• Short problem 1:
In the forum thread on using a reference in a conditional statement, rewrite the paragraph beginning "while( fin.getline(line, size) ) --> getline returns istream&" as a short list, keeping its main facts.
• Short problem 2:
According to the forum thread on using a reference in a conditional statement, which operator does class istream inherit?
• Short problem 3:
Write the next reply in the forum thread on using a reference in a conditional statement, picking up after its final message.

• Reading passage:
———
Using a reference in a conditional statement...

B

barcaroller

I was looking at some code that uses fstream:


#include <fstream>
//
// which includes:
// istream& getline( char* buffer, streamsize num );
//

ifstream fin;
while( fin.getline(line, size) ) {
...
}


If fin.getline() returns a reference, how could it be used in a conditional
statement? I've looked at the member functions and I could not find a
conversion to a bool type.
 
N

Neelesh Bodas

I was looking at some code that uses fstream:

    #include <fstream>
    //
    // which includes:
    // istream& getline( char* buffer, streamsize num );
    //

    ifstream fin;
    while( fin.getline(line, size) ) {
        ...
    }

If fin.getline() returns a reference, how could it be used in a conditional
statement?  I've looked at the member functions and I could not find a
conversion to a bool type.

class istream inherits operator void*().

  while( fin.getline(line, size) ) --> getline returns istream&,
which is converted to void pointer using operator void*(). The pointer
is then compared against (void*)0.

-Neelesh
 
B

barcaroller

class istream inherits operator void*().

while( fin.getline(line, size) ) --> getline returns istream&,
which is converted to void pointer using operator void*(). The pointer
is then compared against (void*)0.


Thank you but why would the C++ compiler convert the result to void* if
there's no pointer operation happening here. In a conditional statement
(if/while), shouldn't it attempt to convert to a bool and, if no such
conversion exists, fail.
 
N

Neelesh Bodas

Thank you but why would the C++ compiler convert the result to void* if
there's no pointer operation happening here.  In a conditional statement
(if/while), shouldn't it attempt to convert to a bool and, if no such
conversion exists, fail.
———
• Recorded data:
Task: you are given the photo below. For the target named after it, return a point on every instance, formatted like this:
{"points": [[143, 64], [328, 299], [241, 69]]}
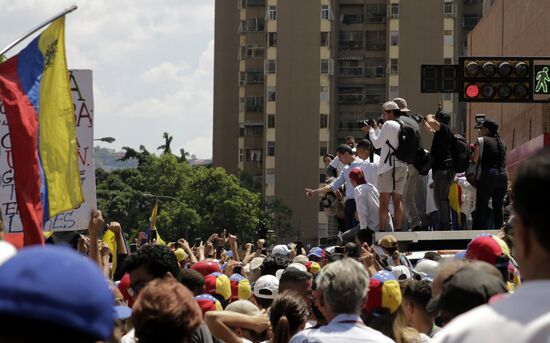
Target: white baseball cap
{"points": [[280, 249], [266, 287]]}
———
• Written response 1:
- getline returns istream&.
- That reference is converted to a void pointer using operator void*().
- The pointer is then compared against (void*)0.

• Written response 2:
operator void*()

• Written response 3:
since fin.getline(line, size) occurs as a condition in 'while' loop,
the compiler sees if it (i.e. the object of type istream) can be
(somehow) (legally) converted to bool. The compiler sees that there is
operator void*() in class istream which can be used to convert a value
of type istream to a value of type void*. Then it can convert void* to
bool using "boolean conversion". Thus, an object of class istream can
be converted to an object of type bool using a user-defined conversion
followed by a standard-conversion. This is a valid conversion sequence
and this is the only sequence that can be used to convert an object of
type istream to an object of type bool in the current case - hence
there is no ambiguity. Therefore the compiler can safely choose this
option.

-Neelesh
 
J

Jerry Coffin

[email protected] says... said:
If fin.getline() returns a reference, how could it be used in a conditional
statement? I've looked at the member functions and I could not find a
conversion to a bool type.

The fact that it's a reference is irrelevant here -- what's being
evaluated is the object referred to by the reference. Rather than a
conversion to bool, what's being used here is the conversion to void *.
 
P

Paavo Helde

barcaroller said:
Thank you but why would the C++ compiler convert the result to void* if
there's no pointer operation happening here. In a conditional statement
(if/while), shouldn't it attempt to convert to a bool and, if no such
conversion exists, fail.

Because bool converts to int too easily and may cause mess elsewhere. See a
nice example in http://www.horstmann.com/cpp/pitfalls.html (search the
phrase: Why convert to void*? )

So it is a commonly accepted practice to define operator void*() in order
to emulate operator bool(). So there...

Paavo
 
D

Daniel Dearlove

barcaroller said:
Thank you but why would the C++ compiler convert the result to void* if
there's no pointer operation happening here. In a conditional statement
(if/while), shouldn't it attempt to convert to a bool and, if no such
conversion exists, fail.

This is a hangover from C where 0 represents false and anything else
represents true. The compiler does an implicit conversion to a more
general type to try and make sense of the sentence as it doesn't make
sense with a std::istream&. Thus, a std::istream& turns to a void*. This
is a NULL pointer when you reach the end of a stream and that, in turn,
represents false.

This implicit conversion is allowed because it inherits this behaviour
from one of it's parents. See:
http://www.cplusplus.com/reference/iostream/ifstream/ and click on the
"operator void*" link. Also, this is why they are generally considered A
Bad Thing (tm). i.e. unexpected behaviour.
 
J

James Kanze

Because bool converts to int too easily and may cause mess
elsewhere. See a nice example
inhttp://www.horstmann.com/cpp/pitfalls.html(search the
phrase: Why convert to void*? )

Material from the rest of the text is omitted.